TEXTABSCHNITT.
● ● ● ●

Lebenserwartung in Ost und West

27.09.2021

„Bei der Lebens­er­war­tung sind Ost und West stark zusam­men­ge­wach­sen“

In puncto Lebenserwartung liegen Ost und West gut 30 Jahre nach der Wiedervereinigung fast gleichauf, sagt Demograf Sebastian Klüsener. Allerdings tun sich neue Unterschiede auf.

Herr Dr. Klüsener, Sie wurden 1975 in Gütersloh geboren. Was unterscheidet Sie in Bezug auf die Lebenserwartung von einem Mann, der im selben Jahr in Magdeburg auf die Welt kam?

Sebastian Klüsener: Nicht mehr allzu viel. Mein Jahrgang ist eine Art Schnittstelle: Wer damals im Osten geboren wurde, war beim Fall der Mauer ein Jugendlicher. Dadurch war mein Geburtsjahrgang in Ostdeutschland noch in gewissem Maße von den wirtschaftlichen Verwerfungen der Nachwendezeit betroffen und wurde zum Teil mit Unsicherheiten beim Eintritt in den Arbeitsmarkt konfrontiert. Das hat ein Stück weit bis heute Auswirkungen auf die Sterblichkeit. Eine „Wende“ bei der Lebenserwartung markiert in etwa das Jahr 1985. Wer ab da im Osten Deutschlands geboren wurde, konnte von guten wirtschaftlichen Bedingungen profitieren – und scheint bisher ohne nennenswerte Unterschiede durchschnittlich genauso alt zu werden wie Westdeutsche seiner Generation. Auch bei der Lebenserwartung sind Ost und West also stark zusammengewachsen.

Wie sah es denn 1990 aus?

Klüsener: Damals bestanden noch erhebliche Unterschiede. Ostdeutsche Frauen verzeichneten eine Lebenserwartung von 76,3 Jahren bei Geburt – 2,7 Jahre weniger als westdeutsche Frauen mit 79,0 Jahren. Die Männer trennten sogar 3,4 Jahre. Im Osten wurden sie im Schnitt 69,2, im Westen 72,6 Jahre alt.

● ● ● ●

BEREITGESTELLTE DATENSÄTZE.

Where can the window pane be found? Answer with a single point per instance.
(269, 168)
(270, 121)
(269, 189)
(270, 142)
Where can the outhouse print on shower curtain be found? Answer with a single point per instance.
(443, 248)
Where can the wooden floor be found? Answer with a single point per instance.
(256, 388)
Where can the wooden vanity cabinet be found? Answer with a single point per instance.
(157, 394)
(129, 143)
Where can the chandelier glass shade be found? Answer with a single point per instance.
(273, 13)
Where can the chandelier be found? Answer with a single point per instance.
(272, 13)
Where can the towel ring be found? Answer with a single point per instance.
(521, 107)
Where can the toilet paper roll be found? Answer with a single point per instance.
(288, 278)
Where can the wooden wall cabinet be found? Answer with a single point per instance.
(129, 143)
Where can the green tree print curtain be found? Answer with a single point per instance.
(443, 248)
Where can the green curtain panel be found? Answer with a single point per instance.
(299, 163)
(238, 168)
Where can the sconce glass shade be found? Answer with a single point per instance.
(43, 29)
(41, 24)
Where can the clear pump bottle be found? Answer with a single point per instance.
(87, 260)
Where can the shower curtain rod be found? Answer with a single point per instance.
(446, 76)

● ● ● ●

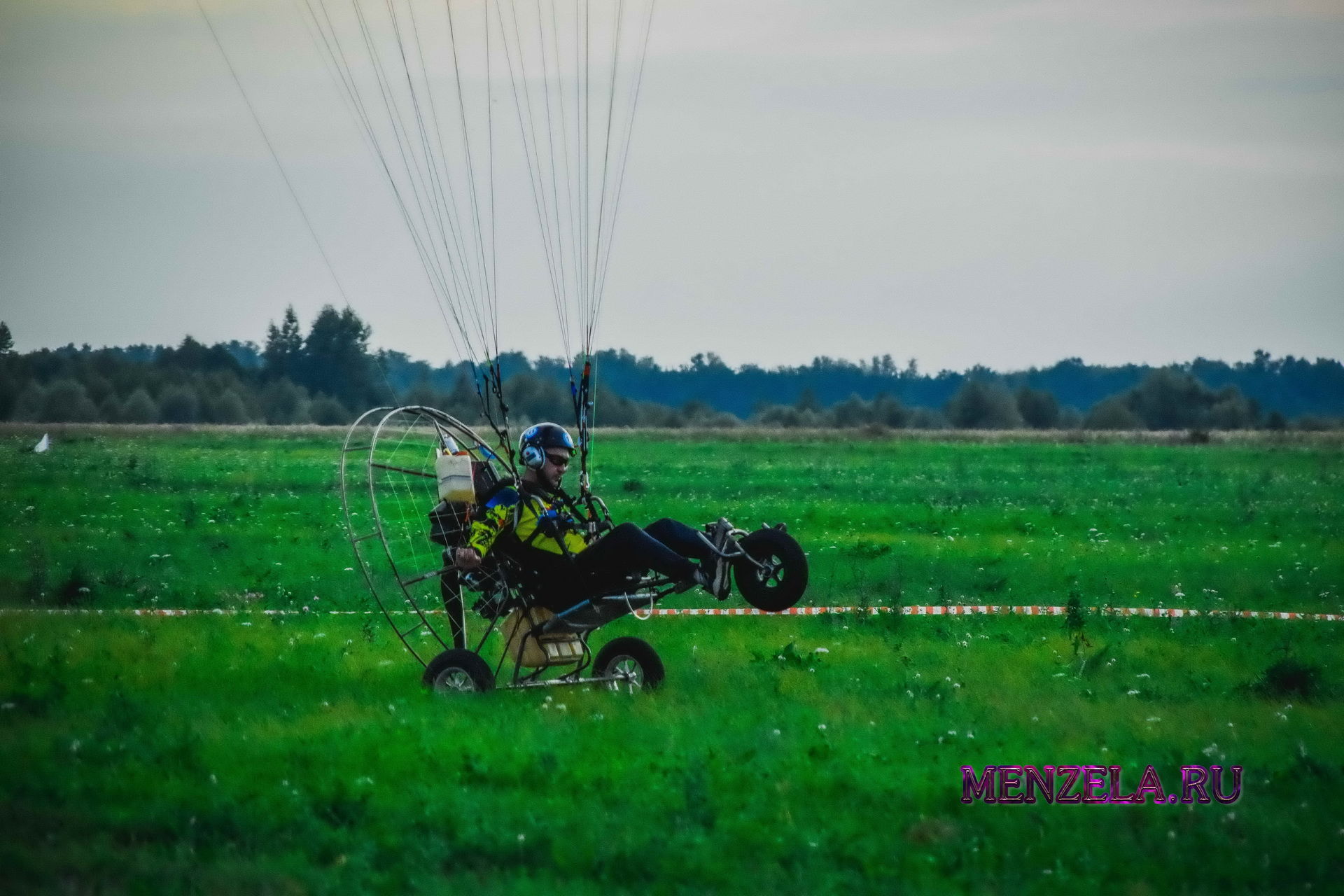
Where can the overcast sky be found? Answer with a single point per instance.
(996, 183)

● ● ● ●

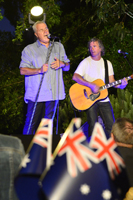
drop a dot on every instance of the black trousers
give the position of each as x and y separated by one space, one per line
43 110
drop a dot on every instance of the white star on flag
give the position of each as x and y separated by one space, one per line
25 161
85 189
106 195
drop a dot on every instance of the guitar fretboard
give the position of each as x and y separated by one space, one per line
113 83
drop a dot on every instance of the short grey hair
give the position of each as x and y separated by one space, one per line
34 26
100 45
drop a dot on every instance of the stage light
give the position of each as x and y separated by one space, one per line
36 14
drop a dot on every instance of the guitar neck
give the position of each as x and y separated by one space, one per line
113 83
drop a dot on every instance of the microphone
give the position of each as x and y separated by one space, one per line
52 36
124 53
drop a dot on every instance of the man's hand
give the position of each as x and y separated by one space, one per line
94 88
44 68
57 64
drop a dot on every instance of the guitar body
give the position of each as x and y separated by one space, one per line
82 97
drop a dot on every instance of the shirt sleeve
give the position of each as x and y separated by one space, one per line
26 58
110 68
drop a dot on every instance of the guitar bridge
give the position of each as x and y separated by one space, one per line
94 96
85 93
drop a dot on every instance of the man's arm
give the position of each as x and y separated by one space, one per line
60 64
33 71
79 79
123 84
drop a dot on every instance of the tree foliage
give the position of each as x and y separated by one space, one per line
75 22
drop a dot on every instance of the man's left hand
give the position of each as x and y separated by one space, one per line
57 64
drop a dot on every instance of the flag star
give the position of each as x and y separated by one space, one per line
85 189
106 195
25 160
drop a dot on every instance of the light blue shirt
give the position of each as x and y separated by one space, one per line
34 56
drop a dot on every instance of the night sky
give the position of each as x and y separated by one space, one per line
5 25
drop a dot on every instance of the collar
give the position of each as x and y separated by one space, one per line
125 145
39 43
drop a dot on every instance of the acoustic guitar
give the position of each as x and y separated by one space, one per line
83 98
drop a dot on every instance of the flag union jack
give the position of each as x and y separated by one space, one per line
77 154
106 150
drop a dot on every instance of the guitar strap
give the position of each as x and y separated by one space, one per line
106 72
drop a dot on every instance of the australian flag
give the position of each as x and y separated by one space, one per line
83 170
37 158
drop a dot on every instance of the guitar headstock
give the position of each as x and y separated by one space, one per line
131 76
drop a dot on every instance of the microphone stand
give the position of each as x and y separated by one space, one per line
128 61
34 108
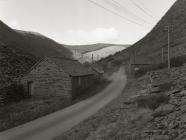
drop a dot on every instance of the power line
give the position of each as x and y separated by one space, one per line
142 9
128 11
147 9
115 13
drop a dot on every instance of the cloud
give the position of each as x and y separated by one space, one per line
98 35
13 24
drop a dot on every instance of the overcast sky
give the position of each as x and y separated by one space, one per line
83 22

● ● ● ●

AUFGABE.
Gib im Interview zur Lebenserwartung in Ost und West den Abschnitt von „Lebenserwartung in Ost“ bis „die Welt kam?“ erneut wieder. Benenne dabei „Magdeburg“ in „Leipzig“ um.

LÖSUNG.
Lebenserwartung in Ost und West

27.09.2021

„Bei der Lebens­er­war­tung sind Ost und West stark zusam­men­ge­wach­sen“

In puncto Lebenserwartung liegen Ost und West gut 30 Jahre nach der Wiedervereinigung fast gleichauf, sagt Demograf Sebastian Klüsener. Allerdings tun sich neue Unterschiede auf.

Herr Dr. Klüsener, Sie wurden 1975 in Gütersloh geboren. Was unterscheidet Sie in Bezug auf die Lebenserwartung von einem Mann, der im selben Jahr in Leipzig auf die Welt kam?